### What is being asked
Can you quote the passage on waterfowl habitat management word for word, starting at "As an example" and ending at "water control structures."?

As an example of the different types of habitat management, Howell detailed the management at J. Morgan Futch Game Land. The 600-acre commission game land is located in Tyrrell County and consists of a system of ditches and water control structures.

"Several units at Futch used to be commercial catfish ponds," Howell said. "They are ideal for management as an aquatic unit. They are flooded all year 'round and produce aquatic plants utilized by waterfowl, such as sago pondweed. Some aquatic impoundments also have other aquatics, such as widgeon grass."

The second type of habitat management consists of moist soils management units. In moist soils management, water is held up within the root systems of wetlands plants naturally utilized by waterfowl. Once the growing season is finished, these units are flooded to provide feeding conditions for waterfowl.

"With moist soils management units, we are trying to promote species of plants that have tubers, seeds or other plant parts, which are beneficial to ducks," Howell said. "Smartweeds, sedges, grasses and rushes are the important seed producers. If you were to let the soils dry out, you would get different types of plants, such as old field species like broom sedge and cattails that are not beneficial to waterfowl."

The third type of habitat management consists of agricultural plantings that are flooded in the fall and winter. This is the most expensive and intensive type of management. Few areas that have wetland and flooding capabilities are actually available for this type of management. The types of soils available with the potential for flooding with water after planting can also prohibit this type of management, because they do not support the growth of cereal grains, such as corn, millet or grain sorghum.

"The kinds of management we conduct on any property depend upon how much control we have over the water," Howell said. "We look at whether we can get enough water on a certain area and whether the soils will hold water. In many of the places we've purchased, there were existing ditches in place and all we had to do was put water control structures in place. Others required more extensive modifications, including the addition of pumping systems and wells."

Howell said perhaps more important to having quality hunting than habitat management is hunter management. The commission has several different types of management options. The least restrictive is a six-day-per-week game land without posted waterfowl impoundments (or at least six-day-per-week hunting allowed outside the areas of posted waterfowl impoundments). The management menu is complicated and subject to change every season, so hunters should always consult current regulations for the particular impoundment they would like to hunt.

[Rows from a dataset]

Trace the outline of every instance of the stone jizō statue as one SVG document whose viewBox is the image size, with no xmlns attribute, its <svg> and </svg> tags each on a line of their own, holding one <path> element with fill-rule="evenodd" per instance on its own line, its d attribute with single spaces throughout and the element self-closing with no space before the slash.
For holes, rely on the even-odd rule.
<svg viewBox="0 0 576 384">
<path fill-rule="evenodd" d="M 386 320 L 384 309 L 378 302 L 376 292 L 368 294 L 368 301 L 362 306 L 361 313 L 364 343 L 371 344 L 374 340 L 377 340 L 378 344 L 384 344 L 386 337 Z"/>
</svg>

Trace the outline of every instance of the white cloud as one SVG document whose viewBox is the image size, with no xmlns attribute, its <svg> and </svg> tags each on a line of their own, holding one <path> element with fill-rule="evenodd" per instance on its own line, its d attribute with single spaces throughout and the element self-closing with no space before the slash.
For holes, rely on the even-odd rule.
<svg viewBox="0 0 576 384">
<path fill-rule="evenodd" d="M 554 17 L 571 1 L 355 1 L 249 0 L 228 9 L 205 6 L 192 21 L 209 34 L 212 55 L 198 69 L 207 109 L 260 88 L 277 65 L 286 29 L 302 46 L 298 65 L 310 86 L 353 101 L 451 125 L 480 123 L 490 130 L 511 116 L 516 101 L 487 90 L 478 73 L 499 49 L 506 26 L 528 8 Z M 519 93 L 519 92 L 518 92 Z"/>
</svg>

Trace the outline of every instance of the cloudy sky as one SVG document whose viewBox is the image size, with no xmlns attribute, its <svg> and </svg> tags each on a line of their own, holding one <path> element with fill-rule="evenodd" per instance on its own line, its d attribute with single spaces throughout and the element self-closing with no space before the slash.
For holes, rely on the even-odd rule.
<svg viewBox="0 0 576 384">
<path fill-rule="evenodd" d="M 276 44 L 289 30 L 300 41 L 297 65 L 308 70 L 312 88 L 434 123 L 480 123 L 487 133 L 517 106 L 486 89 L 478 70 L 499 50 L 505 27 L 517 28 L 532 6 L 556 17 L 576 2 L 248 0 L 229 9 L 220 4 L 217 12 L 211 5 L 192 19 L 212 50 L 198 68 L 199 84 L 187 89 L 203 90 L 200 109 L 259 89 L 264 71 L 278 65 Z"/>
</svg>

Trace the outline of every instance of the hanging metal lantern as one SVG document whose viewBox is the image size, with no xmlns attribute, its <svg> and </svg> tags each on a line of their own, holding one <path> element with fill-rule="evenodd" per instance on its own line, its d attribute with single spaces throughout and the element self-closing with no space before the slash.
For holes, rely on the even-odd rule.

### Output
As an example of the different types of habitat management, Howell detailed the management at J. Morgan Futch Game Land. The 600-acre commission game land is located in Tyrrell County and consists of a system of ditches and water control structures.